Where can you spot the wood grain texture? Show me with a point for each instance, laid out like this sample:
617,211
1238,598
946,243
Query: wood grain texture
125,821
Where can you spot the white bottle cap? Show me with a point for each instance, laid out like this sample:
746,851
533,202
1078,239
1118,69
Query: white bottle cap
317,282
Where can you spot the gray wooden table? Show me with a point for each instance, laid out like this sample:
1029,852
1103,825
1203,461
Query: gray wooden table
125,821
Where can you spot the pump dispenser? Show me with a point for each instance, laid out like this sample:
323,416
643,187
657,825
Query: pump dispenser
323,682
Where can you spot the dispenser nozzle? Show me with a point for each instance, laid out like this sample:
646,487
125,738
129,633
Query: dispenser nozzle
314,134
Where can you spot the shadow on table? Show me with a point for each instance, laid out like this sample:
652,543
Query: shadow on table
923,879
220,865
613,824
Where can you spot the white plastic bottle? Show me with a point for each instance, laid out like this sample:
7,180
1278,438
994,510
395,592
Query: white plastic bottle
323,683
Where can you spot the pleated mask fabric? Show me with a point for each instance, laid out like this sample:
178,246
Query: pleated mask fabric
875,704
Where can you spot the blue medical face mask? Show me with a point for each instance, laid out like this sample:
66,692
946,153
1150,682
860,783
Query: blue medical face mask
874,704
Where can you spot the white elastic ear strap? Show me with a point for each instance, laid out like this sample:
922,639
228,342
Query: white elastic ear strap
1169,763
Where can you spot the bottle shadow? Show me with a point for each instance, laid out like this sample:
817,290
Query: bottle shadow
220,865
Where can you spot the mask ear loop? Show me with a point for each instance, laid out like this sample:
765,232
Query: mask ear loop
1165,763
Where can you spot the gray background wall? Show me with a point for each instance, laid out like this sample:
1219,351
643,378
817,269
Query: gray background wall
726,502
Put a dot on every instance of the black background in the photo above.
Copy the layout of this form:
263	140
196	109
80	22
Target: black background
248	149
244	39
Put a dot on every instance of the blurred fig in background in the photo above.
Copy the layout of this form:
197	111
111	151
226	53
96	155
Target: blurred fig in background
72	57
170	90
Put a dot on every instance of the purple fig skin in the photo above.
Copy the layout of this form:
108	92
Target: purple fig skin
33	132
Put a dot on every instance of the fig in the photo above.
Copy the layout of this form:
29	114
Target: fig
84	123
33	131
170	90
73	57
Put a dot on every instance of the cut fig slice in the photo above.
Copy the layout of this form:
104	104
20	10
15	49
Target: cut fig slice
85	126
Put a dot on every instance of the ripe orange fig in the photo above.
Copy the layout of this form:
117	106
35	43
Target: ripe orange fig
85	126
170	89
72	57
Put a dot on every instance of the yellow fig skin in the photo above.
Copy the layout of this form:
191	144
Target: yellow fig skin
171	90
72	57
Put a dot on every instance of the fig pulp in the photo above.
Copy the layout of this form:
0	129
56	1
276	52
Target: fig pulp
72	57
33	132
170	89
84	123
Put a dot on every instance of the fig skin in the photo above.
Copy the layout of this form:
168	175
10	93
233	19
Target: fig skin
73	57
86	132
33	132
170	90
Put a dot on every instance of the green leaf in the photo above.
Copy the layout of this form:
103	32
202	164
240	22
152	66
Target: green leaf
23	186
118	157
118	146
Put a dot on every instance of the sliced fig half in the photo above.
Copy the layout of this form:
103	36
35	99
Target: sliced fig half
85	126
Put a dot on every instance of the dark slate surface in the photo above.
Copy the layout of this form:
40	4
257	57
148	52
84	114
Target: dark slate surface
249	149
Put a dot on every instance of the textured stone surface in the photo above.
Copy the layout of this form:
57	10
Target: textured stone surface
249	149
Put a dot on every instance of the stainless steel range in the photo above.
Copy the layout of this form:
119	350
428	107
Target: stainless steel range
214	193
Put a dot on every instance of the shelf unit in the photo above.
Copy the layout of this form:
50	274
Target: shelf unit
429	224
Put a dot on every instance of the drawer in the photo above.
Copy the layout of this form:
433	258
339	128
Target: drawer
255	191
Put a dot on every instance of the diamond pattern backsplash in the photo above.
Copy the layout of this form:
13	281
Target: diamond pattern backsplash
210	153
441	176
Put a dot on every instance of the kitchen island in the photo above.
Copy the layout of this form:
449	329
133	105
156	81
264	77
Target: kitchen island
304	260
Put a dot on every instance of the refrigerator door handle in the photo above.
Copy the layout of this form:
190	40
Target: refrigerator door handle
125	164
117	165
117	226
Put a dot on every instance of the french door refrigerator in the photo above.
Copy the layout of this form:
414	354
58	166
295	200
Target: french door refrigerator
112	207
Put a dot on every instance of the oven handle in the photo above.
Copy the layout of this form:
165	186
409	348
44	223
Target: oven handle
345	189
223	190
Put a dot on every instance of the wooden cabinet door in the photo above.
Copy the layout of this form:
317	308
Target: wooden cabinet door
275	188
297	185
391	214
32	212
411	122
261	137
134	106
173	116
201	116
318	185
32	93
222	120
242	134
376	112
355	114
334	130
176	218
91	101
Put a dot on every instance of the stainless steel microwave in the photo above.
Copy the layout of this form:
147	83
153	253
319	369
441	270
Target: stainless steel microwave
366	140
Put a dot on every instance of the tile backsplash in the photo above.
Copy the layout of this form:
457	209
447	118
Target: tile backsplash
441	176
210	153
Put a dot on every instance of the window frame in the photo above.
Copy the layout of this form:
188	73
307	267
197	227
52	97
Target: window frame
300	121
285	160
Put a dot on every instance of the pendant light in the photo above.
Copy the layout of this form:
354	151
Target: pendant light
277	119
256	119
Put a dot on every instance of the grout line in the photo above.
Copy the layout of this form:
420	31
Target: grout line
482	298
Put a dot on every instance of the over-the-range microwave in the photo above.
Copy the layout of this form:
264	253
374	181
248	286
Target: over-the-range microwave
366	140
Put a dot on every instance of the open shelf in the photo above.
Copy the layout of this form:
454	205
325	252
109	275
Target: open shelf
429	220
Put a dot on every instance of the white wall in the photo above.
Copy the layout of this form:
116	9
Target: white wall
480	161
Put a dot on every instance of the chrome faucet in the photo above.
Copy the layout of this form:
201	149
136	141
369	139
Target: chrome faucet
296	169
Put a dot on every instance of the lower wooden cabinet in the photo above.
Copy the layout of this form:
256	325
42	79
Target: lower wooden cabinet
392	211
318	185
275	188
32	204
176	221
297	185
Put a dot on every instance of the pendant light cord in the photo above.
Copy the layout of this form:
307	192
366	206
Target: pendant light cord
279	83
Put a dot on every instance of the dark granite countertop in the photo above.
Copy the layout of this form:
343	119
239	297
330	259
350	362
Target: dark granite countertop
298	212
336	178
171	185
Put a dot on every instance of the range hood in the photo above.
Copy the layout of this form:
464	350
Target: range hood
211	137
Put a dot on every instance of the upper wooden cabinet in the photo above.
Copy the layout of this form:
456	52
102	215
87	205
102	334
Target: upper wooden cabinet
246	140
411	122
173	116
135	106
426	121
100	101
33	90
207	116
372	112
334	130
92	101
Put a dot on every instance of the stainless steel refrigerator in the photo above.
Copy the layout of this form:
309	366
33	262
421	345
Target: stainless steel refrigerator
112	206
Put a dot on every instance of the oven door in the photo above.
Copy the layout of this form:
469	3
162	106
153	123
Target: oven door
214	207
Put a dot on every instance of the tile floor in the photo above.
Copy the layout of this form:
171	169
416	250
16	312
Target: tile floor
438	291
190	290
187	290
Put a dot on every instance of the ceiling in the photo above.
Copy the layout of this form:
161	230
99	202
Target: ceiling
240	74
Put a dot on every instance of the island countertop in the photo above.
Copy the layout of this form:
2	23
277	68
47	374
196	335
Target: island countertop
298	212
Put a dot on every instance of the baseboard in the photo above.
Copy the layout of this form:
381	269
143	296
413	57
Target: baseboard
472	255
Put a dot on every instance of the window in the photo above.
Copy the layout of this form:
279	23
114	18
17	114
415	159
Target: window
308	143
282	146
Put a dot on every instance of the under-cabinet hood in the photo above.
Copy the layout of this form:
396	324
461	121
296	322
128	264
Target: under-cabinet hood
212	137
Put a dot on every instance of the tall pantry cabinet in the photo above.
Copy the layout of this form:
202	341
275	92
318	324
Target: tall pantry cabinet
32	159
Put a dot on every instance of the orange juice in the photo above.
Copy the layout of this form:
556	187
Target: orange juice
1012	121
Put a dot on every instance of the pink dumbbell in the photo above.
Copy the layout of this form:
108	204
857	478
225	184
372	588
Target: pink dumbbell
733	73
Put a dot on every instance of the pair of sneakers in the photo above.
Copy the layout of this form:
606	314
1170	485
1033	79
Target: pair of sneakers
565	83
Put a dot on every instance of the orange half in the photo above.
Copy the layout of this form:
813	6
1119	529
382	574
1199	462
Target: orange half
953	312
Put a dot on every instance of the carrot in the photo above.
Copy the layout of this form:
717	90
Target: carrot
----
The lines to quote run from the one containing "Put a dot on every instance of the orange juice" through the final line of the material above; please give them exactly, both ends included, and nothing else.

*Worked answer:*
Put a dot on every instance of the orange juice in the photo above.
Copy the layout of this form:
556	187
Target: orange juice
1012	121
Put a dot on every instance of the pink dumbbell in the photo above.
Copy the layout of this form:
108	204
857	478
225	184
372	588
Target: pink dumbbell
733	73
Put a dot on every instance of the pair of sneakers in the photo above.
Copy the layout of this form:
606	314
1170	485
1033	79
Target: pair of sneakers
565	83
Put a dot on every instance of the orange half in the photo above.
Copy the layout of this form:
813	6
1119	529
382	574
1199	462
Target: orange half
953	312
Put a dot on every instance of the carrot in the photo above.
Copy the layout of this form:
717	90
Target: carrot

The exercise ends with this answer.